[Your assignment] Nothing but the lines from the one containing "Please mark the leaf" to the end of the data should be returned, each exactly as written.

-----

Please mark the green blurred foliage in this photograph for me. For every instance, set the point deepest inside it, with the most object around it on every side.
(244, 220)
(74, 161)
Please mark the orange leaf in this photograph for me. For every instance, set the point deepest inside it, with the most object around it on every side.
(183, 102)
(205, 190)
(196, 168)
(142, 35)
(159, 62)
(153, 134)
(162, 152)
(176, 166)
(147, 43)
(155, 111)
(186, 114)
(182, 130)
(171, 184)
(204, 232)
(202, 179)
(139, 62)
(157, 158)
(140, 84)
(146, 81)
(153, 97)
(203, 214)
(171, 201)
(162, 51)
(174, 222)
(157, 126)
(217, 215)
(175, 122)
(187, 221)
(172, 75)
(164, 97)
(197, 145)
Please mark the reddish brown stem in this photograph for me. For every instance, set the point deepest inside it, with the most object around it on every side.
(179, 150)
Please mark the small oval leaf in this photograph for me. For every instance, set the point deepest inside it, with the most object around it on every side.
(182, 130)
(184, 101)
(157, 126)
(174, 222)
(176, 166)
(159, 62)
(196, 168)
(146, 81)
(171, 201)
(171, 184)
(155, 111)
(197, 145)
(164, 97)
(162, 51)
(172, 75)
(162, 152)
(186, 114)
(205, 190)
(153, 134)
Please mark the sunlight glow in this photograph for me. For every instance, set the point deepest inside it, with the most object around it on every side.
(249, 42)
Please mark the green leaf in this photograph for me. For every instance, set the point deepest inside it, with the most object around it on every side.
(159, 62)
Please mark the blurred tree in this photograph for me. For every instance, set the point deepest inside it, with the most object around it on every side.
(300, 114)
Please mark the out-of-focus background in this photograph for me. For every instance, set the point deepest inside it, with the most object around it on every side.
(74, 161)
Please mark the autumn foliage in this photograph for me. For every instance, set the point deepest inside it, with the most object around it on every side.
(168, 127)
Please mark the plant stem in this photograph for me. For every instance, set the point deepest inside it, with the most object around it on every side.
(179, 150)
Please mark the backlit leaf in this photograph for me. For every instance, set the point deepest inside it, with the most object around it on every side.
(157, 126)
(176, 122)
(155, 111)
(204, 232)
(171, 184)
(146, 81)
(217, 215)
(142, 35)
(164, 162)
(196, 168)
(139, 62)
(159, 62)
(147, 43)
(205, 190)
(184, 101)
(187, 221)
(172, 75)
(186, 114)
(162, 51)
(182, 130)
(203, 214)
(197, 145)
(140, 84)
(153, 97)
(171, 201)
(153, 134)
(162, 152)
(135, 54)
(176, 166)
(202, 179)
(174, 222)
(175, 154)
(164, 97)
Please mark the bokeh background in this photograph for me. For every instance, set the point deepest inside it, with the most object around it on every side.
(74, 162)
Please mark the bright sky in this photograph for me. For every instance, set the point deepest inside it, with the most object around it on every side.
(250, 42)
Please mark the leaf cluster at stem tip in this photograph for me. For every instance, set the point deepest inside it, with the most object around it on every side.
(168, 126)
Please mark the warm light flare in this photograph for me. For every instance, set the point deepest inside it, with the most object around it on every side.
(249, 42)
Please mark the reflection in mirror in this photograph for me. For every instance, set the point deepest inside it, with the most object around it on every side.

-----

[Answer to this task]
Please mark the leaf cluster at stem tip in this photograph for me. For every instance, set the point deepest inside it, with the most object around it on every side.
(168, 126)
Please mark the warm light flare in this photograph for me. For every instance, set the point deepest inside it, with the most object around it on every side.
(249, 42)
Please mark the reflection in mirror in this photograph for me. For every instance, set the point deepest inside it, with the most object around it on every side.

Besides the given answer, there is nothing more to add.